== What is asked ==
Convert the rows below, everything from the one containing "Where can the crane hook" down to the one containing "<point>272,173</point>", into a numbered list with blank lines omitted.

== Material provided ==
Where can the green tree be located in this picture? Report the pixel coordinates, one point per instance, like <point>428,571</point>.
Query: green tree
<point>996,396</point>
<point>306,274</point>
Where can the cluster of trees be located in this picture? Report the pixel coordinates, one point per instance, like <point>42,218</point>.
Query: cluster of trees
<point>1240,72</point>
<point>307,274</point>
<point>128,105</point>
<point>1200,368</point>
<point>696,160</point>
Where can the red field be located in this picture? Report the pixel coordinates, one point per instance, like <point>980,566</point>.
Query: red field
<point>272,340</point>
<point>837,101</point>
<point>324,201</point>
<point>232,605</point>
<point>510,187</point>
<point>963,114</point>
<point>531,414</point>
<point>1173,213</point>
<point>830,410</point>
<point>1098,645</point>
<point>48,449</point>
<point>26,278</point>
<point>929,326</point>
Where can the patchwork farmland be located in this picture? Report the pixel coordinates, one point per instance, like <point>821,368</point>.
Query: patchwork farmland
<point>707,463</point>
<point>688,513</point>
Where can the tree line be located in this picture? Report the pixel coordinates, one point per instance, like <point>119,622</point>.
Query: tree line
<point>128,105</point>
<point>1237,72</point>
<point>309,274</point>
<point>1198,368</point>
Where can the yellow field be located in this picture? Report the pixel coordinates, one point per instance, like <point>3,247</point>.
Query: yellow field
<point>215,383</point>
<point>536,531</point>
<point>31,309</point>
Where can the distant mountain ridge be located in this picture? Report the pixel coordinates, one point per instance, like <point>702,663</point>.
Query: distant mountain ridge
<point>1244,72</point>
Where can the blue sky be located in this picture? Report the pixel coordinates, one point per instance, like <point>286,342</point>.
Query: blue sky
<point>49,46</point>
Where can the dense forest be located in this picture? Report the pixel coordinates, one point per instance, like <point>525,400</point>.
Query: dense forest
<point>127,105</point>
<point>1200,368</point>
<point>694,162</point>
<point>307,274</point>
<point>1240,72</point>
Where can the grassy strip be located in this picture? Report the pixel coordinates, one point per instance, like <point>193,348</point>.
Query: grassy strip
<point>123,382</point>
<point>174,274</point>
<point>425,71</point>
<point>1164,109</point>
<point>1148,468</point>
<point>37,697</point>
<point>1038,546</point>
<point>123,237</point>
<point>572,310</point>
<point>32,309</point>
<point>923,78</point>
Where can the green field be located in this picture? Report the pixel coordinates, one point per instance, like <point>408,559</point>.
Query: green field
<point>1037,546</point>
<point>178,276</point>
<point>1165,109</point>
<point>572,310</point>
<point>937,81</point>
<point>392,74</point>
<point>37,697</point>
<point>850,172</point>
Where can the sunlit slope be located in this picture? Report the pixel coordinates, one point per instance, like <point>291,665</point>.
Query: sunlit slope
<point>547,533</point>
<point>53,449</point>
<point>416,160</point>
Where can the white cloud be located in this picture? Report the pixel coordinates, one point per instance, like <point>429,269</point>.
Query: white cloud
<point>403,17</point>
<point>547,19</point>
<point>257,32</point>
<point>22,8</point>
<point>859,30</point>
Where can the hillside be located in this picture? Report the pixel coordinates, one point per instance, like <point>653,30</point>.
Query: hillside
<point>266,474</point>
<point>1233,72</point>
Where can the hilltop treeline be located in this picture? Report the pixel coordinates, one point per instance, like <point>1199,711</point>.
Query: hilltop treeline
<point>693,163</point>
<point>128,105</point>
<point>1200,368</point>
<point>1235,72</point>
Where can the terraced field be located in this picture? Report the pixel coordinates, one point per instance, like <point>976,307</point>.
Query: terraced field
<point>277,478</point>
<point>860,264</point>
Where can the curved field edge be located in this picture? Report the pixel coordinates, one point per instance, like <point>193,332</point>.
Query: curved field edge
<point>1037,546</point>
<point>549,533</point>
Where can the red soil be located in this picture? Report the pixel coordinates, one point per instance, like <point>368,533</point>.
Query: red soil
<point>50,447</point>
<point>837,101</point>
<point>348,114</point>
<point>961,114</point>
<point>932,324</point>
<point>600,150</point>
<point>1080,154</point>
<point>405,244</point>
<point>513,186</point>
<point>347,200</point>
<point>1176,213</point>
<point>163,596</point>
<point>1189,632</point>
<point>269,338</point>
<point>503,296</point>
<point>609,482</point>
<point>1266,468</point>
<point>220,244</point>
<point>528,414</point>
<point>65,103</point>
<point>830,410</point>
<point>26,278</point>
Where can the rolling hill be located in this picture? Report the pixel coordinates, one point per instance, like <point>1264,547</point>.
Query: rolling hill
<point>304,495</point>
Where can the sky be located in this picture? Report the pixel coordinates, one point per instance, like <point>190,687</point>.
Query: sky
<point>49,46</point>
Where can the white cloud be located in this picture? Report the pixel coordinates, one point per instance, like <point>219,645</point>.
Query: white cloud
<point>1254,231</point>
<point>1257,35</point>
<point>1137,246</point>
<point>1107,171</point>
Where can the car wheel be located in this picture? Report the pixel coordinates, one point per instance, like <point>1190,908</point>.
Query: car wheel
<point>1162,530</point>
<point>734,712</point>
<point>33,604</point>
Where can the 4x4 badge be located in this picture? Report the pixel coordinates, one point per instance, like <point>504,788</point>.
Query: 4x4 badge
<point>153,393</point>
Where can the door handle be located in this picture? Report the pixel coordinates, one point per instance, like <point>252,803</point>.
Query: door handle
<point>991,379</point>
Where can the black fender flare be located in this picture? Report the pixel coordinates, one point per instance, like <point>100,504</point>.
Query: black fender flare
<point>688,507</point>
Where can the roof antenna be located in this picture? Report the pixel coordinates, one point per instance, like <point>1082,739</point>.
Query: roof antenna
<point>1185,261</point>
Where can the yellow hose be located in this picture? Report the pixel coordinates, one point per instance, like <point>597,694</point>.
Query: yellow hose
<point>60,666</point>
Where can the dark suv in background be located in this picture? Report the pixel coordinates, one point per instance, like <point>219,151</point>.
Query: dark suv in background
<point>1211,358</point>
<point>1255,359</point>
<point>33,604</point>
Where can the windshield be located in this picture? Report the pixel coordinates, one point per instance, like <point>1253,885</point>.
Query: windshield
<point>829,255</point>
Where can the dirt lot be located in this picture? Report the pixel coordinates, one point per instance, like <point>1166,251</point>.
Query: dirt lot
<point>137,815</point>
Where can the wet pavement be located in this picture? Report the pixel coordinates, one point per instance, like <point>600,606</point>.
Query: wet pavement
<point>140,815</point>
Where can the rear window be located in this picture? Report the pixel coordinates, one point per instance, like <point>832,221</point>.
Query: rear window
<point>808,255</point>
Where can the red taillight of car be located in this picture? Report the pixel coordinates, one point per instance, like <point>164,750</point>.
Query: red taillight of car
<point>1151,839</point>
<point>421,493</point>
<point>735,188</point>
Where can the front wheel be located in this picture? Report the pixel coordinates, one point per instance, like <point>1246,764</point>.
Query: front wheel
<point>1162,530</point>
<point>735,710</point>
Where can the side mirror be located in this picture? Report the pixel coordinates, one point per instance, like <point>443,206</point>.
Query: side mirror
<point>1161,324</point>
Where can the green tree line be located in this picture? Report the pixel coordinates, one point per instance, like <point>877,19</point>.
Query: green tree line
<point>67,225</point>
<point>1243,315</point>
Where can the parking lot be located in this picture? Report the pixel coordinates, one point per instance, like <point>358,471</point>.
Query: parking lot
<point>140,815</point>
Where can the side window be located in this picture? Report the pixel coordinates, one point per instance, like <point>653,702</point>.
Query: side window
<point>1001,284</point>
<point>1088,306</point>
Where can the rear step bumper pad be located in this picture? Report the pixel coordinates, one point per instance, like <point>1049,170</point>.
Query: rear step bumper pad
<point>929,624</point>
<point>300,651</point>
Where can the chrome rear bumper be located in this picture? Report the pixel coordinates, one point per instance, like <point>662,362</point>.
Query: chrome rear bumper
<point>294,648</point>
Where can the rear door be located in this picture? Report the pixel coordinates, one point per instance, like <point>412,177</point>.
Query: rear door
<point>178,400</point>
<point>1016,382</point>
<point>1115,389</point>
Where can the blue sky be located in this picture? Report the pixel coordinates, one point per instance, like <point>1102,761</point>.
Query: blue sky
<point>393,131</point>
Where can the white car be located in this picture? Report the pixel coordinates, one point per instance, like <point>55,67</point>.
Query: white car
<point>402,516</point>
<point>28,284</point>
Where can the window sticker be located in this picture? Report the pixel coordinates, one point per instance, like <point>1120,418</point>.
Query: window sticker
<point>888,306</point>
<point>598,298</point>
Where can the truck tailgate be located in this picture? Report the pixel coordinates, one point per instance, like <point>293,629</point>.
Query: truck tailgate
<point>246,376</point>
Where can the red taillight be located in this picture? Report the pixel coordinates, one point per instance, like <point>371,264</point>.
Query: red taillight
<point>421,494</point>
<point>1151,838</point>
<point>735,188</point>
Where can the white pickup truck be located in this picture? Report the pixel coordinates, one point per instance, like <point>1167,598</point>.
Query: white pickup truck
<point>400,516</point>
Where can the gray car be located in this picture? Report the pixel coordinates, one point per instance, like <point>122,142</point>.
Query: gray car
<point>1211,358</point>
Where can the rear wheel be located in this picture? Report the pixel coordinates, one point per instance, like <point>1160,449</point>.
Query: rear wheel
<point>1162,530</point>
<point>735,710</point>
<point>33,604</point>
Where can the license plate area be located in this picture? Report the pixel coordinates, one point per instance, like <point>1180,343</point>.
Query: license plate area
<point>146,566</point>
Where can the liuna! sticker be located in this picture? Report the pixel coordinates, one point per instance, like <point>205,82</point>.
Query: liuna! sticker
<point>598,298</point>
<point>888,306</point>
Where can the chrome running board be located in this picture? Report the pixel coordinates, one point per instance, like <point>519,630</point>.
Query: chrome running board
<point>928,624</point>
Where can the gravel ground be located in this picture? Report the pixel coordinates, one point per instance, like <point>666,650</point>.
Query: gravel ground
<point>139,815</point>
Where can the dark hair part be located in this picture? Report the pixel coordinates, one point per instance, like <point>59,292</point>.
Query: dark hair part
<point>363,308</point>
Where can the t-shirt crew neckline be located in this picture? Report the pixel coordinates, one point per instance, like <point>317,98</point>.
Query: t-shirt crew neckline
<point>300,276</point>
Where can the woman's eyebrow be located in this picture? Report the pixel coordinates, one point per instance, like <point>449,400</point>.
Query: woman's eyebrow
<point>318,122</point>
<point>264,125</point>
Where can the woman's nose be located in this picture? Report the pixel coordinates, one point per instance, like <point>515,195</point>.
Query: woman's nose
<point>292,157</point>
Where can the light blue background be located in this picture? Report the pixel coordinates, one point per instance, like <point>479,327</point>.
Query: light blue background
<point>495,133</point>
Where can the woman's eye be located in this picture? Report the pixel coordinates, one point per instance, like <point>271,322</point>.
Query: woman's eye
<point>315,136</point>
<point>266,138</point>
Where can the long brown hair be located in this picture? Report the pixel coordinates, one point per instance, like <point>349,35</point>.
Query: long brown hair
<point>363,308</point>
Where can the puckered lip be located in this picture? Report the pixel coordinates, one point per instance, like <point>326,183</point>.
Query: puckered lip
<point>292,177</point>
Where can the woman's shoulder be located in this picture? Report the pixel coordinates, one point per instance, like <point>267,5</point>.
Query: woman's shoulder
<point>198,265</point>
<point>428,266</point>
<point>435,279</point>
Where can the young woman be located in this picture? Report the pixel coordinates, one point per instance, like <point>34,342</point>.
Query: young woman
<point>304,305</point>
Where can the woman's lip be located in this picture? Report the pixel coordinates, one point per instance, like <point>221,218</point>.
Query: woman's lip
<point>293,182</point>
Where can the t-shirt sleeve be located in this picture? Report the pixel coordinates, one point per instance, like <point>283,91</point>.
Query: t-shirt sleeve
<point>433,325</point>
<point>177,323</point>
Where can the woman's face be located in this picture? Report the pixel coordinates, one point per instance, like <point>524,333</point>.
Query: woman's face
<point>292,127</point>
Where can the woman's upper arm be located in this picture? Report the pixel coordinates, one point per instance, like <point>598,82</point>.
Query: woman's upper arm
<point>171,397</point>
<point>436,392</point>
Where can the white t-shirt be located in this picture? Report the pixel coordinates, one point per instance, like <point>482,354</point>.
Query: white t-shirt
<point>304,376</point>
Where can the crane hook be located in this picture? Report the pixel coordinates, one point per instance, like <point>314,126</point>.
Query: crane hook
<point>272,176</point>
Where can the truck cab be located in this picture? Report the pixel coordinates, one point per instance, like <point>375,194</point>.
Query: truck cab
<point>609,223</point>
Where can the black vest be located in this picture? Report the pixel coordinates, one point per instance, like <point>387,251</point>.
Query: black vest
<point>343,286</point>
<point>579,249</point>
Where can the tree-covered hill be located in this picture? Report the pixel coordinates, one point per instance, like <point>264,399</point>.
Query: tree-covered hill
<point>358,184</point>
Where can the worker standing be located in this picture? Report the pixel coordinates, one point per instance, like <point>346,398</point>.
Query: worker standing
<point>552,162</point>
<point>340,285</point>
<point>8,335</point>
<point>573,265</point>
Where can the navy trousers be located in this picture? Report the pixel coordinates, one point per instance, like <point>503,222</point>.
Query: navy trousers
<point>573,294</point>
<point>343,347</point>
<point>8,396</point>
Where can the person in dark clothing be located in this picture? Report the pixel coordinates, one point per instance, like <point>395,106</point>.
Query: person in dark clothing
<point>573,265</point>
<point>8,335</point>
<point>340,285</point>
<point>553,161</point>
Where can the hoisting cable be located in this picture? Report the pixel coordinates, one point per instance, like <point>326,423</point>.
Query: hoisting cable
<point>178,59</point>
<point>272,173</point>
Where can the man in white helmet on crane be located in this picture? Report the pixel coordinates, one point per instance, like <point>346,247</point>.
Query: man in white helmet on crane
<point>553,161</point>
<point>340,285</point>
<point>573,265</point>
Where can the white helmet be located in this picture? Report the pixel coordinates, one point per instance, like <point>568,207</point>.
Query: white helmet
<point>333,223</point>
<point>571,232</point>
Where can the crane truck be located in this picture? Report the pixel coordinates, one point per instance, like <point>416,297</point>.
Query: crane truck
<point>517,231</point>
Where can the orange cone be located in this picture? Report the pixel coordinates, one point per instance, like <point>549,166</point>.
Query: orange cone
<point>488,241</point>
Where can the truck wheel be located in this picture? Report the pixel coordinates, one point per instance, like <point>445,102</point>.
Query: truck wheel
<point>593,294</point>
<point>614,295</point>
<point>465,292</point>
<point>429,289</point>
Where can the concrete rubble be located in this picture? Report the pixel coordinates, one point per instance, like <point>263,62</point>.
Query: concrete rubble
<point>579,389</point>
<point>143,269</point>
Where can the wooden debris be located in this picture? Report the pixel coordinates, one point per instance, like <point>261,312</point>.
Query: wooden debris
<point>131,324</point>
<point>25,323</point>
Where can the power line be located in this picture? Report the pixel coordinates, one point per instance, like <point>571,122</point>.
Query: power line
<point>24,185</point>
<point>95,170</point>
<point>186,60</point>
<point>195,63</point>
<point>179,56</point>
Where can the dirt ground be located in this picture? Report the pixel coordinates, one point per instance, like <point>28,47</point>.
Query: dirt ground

== Written reply ==
1. Where can the crane hook be located in this picture? Report the pixel coordinates, one point per instance, like <point>314,126</point>.
2. Query: crane hook
3. <point>272,176</point>
4. Where can the truck cab be located in this picture? Report the pixel coordinates, one point per instance, like <point>375,194</point>.
5. Query: truck cab
6. <point>609,223</point>
7. Where can the black vest be located in this picture? Report the pixel coordinates, one point per instance, like <point>387,251</point>.
8. Query: black vest
9. <point>343,286</point>
10. <point>579,249</point>
11. Where can the tree-covered hill be located in this picture? Report the pixel coordinates, one point per instance, like <point>264,399</point>.
12. Query: tree-covered hill
13. <point>358,184</point>
14. Where can the worker standing be located in this picture? Report the pixel coordinates, one point per instance, like <point>346,398</point>.
15. Query: worker standing
16. <point>552,162</point>
17. <point>340,285</point>
18. <point>8,335</point>
19. <point>573,265</point>
20. Where can the navy trousers be located in this picture? Report the pixel coordinates, one point per instance, like <point>503,222</point>.
21. Query: navy trousers
22. <point>573,294</point>
23. <point>343,347</point>
24. <point>8,396</point>
25. Where can the person in dark clothing be located in this picture? Report the pixel coordinates, one point per instance, like <point>395,106</point>.
26. Query: person in dark clothing
27. <point>573,265</point>
28. <point>8,335</point>
29. <point>340,285</point>
30. <point>553,161</point>
31. Where can the hoisting cable be located in this picture? Report the pixel coordinates, one point per instance, like <point>326,423</point>.
32. Query: hoisting cable
33. <point>178,59</point>
34. <point>272,173</point>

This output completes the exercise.